-- start of EXERCISE MATERIAL --

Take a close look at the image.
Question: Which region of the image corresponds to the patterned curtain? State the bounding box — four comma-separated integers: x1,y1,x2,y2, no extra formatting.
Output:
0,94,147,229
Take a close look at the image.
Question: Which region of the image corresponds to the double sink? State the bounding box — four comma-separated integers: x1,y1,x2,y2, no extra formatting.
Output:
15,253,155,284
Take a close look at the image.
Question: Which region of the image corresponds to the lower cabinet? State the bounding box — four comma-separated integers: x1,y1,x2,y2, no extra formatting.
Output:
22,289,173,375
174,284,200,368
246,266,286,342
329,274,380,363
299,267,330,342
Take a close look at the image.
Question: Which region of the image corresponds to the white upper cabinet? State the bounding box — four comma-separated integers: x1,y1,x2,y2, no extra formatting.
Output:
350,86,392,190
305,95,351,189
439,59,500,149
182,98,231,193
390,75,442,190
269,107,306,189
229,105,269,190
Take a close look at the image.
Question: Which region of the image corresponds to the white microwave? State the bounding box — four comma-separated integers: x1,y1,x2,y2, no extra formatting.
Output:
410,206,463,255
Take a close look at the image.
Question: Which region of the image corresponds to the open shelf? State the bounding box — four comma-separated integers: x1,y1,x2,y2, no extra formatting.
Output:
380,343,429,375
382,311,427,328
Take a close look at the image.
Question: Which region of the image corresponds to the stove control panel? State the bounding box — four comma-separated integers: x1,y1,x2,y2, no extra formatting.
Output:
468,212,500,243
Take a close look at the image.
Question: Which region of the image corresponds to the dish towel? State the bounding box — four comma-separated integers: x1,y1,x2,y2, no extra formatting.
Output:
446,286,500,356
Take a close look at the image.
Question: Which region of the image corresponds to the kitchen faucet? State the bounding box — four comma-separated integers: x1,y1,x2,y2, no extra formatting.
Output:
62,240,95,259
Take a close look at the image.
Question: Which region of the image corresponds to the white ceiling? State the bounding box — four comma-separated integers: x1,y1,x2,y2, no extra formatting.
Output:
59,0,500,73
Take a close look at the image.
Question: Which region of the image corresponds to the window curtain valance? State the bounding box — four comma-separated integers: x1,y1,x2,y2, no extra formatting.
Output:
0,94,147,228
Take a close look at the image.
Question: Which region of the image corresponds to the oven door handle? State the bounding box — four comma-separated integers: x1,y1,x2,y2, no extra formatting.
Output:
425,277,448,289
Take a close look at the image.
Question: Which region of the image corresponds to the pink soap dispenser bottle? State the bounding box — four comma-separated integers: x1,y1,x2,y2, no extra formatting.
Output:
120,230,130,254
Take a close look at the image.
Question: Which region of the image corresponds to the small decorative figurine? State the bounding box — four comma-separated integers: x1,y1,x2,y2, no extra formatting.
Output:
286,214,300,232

-- end of EXERCISE MATERIAL --

EXERCISE PROMPT: Give the entries above as a two-column CSV with the header instruction,response and one row per entry. Put each entry's text and its answer in one quoted field each, with line breaks replaced by spaces.

FINISHED TASK:
instruction,response
"Take a close look at the image. Question: Which region of the image corresponds to the patterned curtain? State the bounding box — four comma-separated integers: x1,y1,x2,y2, no extra formatting. Output:","0,94,147,229"
"Take a close look at the image. Question: Which region of the image corresponds to the double sink? State the bounding box — four comma-separated integers: x1,y1,x2,y2, no extra formatting. Output:","15,253,155,284"
"Take a close look at the image. Question: Which region of the image corresponds to the lower cabinet? State the bounding box — four comma-separated integers: x1,y1,x2,y2, no extra formatting. Output:","22,289,173,375 174,284,200,368 246,266,286,342 329,274,380,363 299,267,330,342"
"Take a close look at the image. Question: Which region of the image corresponds to the white upper cabinet? State the bounding box — four comma-separated integers: x1,y1,x2,y2, no extra formatting. Output:","350,86,392,190 305,95,351,189 439,59,500,149 182,98,231,193 390,75,442,190 269,107,306,189 229,105,269,190"
"Take a close look at the image. Question: Which region of the image corresponds to the white microwave? State the bounding box — four comma-separated integers: x1,y1,x2,y2, no extra formatting. Output:","410,206,463,255"
"Take a close look at the image. Question: Which region of the image corresponds to the open shelf? State the bounding box — four comma-separated integers: x1,y1,x2,y2, no extra formatting. Output:","380,343,429,375 382,311,427,328"
"Take a close look at the image. Question: Which region of the image corresponds to the stove control panel? State the bounding box — four comma-separated integers: x1,y1,x2,y2, no extra formatting. Output:","468,212,500,243"
"Take a close look at the image. Question: Which region of the image corresponds to the dish towel? State the bounding box — four comma-separated integers: x1,y1,x2,y2, no extra formatting. Output:","446,286,500,356"
"Take a close look at the image. Question: Which region of the image corresponds to the kitchen faucet? State the bounding box — four comma-separated integers: x1,y1,x2,y2, no extra formatting. Output:","62,240,95,259"
"Take a close look at the image. Question: Which region of the image corresponds to the white ceiling? State the bounding box — four comma-separated integers: x1,y1,x2,y2, no extra formatting. Output:","59,0,500,73"
"Take a close look at the image. Question: Which region of the image corresponds to the window curtain valance? State the bounding box — four comma-separated integers: x1,y1,x2,y2, no extra formatting. Output:","0,94,147,228"
"Take a close look at the image. Question: Which region of the image corresponds to the oven door handle? State the bounding box — four comma-separated integers: x1,y1,x2,y2, no extra formatting. Output:","425,277,448,289"
"Take a close look at the image. Question: Which region of the image corresponds to the pink soap dispenser bottle? State the bounding box — four comma-separated integers: x1,y1,x2,y2, no extra formatting. Output:","120,230,130,254"
"Take a close look at the image. Question: Which region of the image corresponds to the small decorative figurine? State the bounding box — four comma-separated integers: x1,y1,x2,y2, no extra formatting. Output:","286,214,300,232"